◆ **Exercise directions**:
Pictures are not part of the copy; repeat everything else in the records exactly.

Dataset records
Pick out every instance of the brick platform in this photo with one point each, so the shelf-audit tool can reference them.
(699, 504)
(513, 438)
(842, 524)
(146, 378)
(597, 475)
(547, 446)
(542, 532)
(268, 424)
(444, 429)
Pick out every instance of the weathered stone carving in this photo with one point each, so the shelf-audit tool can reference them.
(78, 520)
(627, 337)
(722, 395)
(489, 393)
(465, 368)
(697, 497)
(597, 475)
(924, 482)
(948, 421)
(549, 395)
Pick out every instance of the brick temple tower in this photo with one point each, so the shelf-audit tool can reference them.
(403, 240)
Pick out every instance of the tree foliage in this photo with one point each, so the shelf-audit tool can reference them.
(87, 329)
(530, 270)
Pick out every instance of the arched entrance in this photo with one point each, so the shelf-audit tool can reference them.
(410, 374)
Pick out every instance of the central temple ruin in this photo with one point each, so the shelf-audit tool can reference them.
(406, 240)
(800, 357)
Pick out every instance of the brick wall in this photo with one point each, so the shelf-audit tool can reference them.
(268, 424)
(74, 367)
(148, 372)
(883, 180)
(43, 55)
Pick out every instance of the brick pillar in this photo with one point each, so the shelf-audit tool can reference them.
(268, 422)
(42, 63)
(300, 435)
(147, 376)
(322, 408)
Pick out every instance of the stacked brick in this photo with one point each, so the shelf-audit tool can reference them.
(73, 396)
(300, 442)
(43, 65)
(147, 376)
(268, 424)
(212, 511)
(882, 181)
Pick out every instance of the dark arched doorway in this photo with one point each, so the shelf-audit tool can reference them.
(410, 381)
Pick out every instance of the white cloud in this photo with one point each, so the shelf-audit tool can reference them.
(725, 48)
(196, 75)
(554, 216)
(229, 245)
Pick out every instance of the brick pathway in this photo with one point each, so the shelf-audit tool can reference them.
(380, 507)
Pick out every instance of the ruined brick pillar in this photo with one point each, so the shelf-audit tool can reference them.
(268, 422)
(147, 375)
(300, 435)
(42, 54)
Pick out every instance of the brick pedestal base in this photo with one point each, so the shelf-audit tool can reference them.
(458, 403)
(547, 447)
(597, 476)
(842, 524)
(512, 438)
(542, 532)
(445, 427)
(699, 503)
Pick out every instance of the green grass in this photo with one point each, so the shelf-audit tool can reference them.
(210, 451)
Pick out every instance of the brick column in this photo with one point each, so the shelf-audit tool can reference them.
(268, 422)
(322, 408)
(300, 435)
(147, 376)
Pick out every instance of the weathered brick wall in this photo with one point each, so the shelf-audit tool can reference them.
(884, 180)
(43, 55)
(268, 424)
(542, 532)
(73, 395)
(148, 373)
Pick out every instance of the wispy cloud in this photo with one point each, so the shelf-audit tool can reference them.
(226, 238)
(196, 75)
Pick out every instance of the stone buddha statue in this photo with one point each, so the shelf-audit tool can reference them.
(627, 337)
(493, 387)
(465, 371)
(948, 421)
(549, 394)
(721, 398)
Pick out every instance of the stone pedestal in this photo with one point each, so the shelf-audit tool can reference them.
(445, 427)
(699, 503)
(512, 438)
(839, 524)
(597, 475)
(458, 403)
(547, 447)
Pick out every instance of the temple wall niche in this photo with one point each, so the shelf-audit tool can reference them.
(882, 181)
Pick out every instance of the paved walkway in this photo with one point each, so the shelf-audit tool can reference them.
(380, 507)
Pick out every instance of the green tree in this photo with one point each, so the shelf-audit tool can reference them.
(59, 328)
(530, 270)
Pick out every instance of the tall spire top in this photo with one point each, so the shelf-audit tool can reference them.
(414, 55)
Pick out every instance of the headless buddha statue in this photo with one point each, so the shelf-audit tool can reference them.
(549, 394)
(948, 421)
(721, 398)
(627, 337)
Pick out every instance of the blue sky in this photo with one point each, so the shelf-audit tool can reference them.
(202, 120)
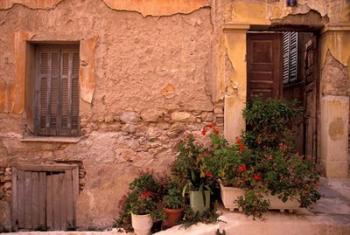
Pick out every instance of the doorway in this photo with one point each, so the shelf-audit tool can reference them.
(44, 197)
(284, 65)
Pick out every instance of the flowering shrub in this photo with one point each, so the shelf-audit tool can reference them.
(188, 165)
(264, 161)
(144, 198)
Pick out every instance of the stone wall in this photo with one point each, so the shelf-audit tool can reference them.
(151, 84)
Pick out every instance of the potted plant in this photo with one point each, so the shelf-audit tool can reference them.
(142, 210)
(173, 203)
(188, 167)
(262, 170)
(141, 206)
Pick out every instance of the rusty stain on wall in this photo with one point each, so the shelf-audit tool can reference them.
(158, 7)
(33, 4)
(87, 69)
(336, 128)
(334, 77)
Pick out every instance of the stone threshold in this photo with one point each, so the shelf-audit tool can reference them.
(329, 216)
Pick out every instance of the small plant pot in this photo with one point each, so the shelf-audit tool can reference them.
(141, 224)
(173, 216)
(200, 200)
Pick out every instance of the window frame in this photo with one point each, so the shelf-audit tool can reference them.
(33, 94)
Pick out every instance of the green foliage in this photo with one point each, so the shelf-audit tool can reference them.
(188, 166)
(173, 198)
(253, 203)
(144, 198)
(268, 123)
(191, 217)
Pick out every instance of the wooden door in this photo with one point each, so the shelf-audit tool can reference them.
(264, 65)
(310, 101)
(44, 199)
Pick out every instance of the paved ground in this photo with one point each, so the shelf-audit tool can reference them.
(330, 216)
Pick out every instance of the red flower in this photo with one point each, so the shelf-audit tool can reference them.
(216, 130)
(283, 147)
(240, 144)
(208, 174)
(204, 131)
(242, 168)
(211, 125)
(238, 140)
(257, 177)
(145, 195)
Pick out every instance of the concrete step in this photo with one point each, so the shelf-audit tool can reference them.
(330, 216)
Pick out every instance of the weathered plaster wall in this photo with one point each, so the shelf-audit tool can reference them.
(156, 7)
(144, 82)
(243, 15)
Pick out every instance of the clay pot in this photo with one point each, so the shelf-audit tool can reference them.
(200, 201)
(173, 216)
(142, 224)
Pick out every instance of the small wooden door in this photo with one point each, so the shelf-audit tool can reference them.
(264, 65)
(310, 101)
(44, 199)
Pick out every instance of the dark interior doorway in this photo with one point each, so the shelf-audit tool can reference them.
(284, 65)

◆ **Exercise response**:
Pick out every instance of the brick platform in this photo with one point each, so the shelf-audit tool can reference them.
(699, 504)
(513, 438)
(842, 524)
(146, 378)
(597, 475)
(547, 446)
(542, 532)
(268, 424)
(444, 429)
Pick out every instance of the weathered stone carving in this photo with one point each, so the shelf-audit tool can reference them.
(78, 520)
(627, 337)
(722, 395)
(489, 393)
(465, 368)
(697, 497)
(597, 475)
(924, 482)
(948, 421)
(549, 395)
Pick out every instance of the brick temple tower in this photo with one point each, so the shelf-audit tool can reference them.
(403, 240)
Pick out every instance of the tree foliage in this photo with one point each, so the shelf-audit tool can reference them.
(87, 329)
(530, 270)
Pick out every instance of the arched entrance in this photo with one point each, so the shelf-audit tool can reference them.
(410, 374)
Pick out every instance of the central temple ruin in this photo with one point each, so the shelf-audit tool can reference them.
(406, 240)
(800, 357)
Pick out every instance of the brick wall in this photo with one point each, so the shelf-audit tool can reference them.
(268, 424)
(74, 367)
(148, 372)
(883, 180)
(43, 55)
Pick out every instance of the brick pillar in this photo with one point each, so the shelf-audit tool can reference them.
(268, 422)
(42, 63)
(300, 435)
(147, 376)
(322, 408)
Pick out every instance of the stacked brick in this photo with one point each, so the shelf-audit tool can reference them.
(73, 396)
(300, 442)
(43, 65)
(147, 376)
(268, 424)
(212, 511)
(882, 181)
Pick out every instance of the dark arched doorway in this photo with one point each, so the shelf-audit tool can reference them.
(410, 381)
Pick out every instance of the white cloud in this photo with one point each, so the shelf-audit tool can reference them.
(725, 48)
(196, 75)
(554, 216)
(229, 245)
Pick out every instance of the brick pathway in this photo with one point each, so the shelf-audit tool can reference them.
(380, 507)
Pick out every instance of the ruined brick pillar in this photo with one point each, so the shelf-audit tool can reference them.
(268, 422)
(147, 375)
(300, 435)
(42, 54)
Pick out every instance of the brick pedestal base in this photo with one point each, so the shelf-audit tool can reference them.
(458, 403)
(547, 447)
(597, 476)
(842, 524)
(512, 438)
(542, 532)
(445, 427)
(699, 503)
Pick out every instance of the green grass in this photo with one point each, so the shelf-audit tool can reference them.
(210, 451)
Pick out every instance of the brick column in this photo with one point each, so the shelf-audit tool can reference them.
(268, 422)
(322, 408)
(300, 435)
(147, 376)
Pick out every instance of the weathered brick wall in this photo with one point each, so the shelf-audit tool can reference them.
(884, 180)
(43, 55)
(268, 424)
(542, 532)
(73, 395)
(148, 373)
Pick out every instance of the wispy cloud in this photo with one point each, so the shelf-audit tool can reference them.
(226, 238)
(196, 75)
Pick out every instance of the stone buddha statue in this photo with one point each, so the shelf-audit tool can reference them.
(627, 337)
(493, 387)
(465, 371)
(948, 421)
(549, 394)
(721, 398)
Pick out every instance of the stone pedestal in this photo with one point each, so the shelf-audit tool can reference them.
(445, 427)
(699, 503)
(512, 438)
(839, 524)
(597, 475)
(458, 403)
(547, 447)
Pick out every instance of the temple wall niche in this photo with one point each, so the shelf-audit tool can reference them.
(882, 181)
Pick out every instance of the paved walkway in this photo with one point each, so the shelf-audit tool can reference them.
(380, 507)
Pick out every instance of the green tree in this photo with one point each, so the shelf-audit tool can reference them.
(59, 328)
(530, 270)
Pick out every instance of the tall spire top in this photo with one point each, so the shelf-audit tool can reference them.
(414, 55)
Pick out every instance of the headless buddha statue in this photo with one point each, so the shelf-audit tool can reference them.
(549, 394)
(948, 421)
(721, 398)
(627, 337)
Pick out every instance of the blue sky in this photo with one point each, so the shelf-audit tool can reference them.
(202, 120)
Pick out every instance of the doorway in this photo with one point each, so the shelf-audit tool can reference them.
(44, 197)
(284, 65)
Pick out every instance of the flowering shrub in this photo with one point each, so the shelf-audit tool can reference them.
(188, 165)
(264, 161)
(144, 198)
Pick out every instance of the stone wall in this photo with one point each, so the shelf-audit tool can reference them.
(151, 84)
Pick out every instance of the potted plant in this photo with one point each, so the shelf-audit tool can reference them.
(142, 210)
(173, 203)
(188, 167)
(262, 170)
(141, 206)
Pick out every instance of the rusty stain on wall in this photo with one point each, so the shelf-audit tool can reference them.
(158, 7)
(33, 4)
(87, 69)
(336, 128)
(334, 77)
Pick out every instance of the stone threshold in this photo with one point each, so the shelf-audit tool can reference them.
(329, 216)
Pick out every instance of the small plant pot in this photo with one point each, so the shelf-audit tool can reference them.
(141, 224)
(173, 216)
(200, 200)
Pick out every instance of the window frame in this photo with one point each, so the shelf-audit tool can reference them.
(33, 94)
Pick out every instance of the green foliage in this photo with one point each, so the shelf-audit tool can reference them.
(188, 166)
(173, 198)
(253, 203)
(144, 198)
(268, 123)
(191, 217)
Pick out every instance of the wooden door in this photo with one point each, so the shelf-audit tool can reference them.
(264, 65)
(310, 101)
(44, 199)
Pick out every instance of the paved ground in this photo with one point each, so the shelf-audit tool can reference them.
(330, 216)
Pick out every instance of the red flower in this photo with one point each, so the shelf-audit tool can reference them.
(216, 130)
(283, 147)
(240, 144)
(208, 174)
(204, 131)
(242, 168)
(211, 125)
(238, 140)
(257, 177)
(145, 195)
Pick out every instance of the concrete step in this photo with one point each, so the shelf-audit tool can reference them.
(330, 216)
Pick out every instance of the weathered plaster wall in this photo with one point each, so the shelf-audit tool can reference them.
(156, 7)
(144, 82)
(243, 15)
Pick out every instance of the clay pot in this photo with one point each, so the shelf-audit tool can reference them.
(200, 201)
(173, 216)
(142, 224)
Pick out every instance of the small wooden door in this photo with one point each, so the shelf-audit tool can reference them.
(264, 65)
(310, 101)
(44, 199)
Pick out every instance of the dark interior doorway in this photo with one point each, so the shelf-audit tool can reference them.
(284, 65)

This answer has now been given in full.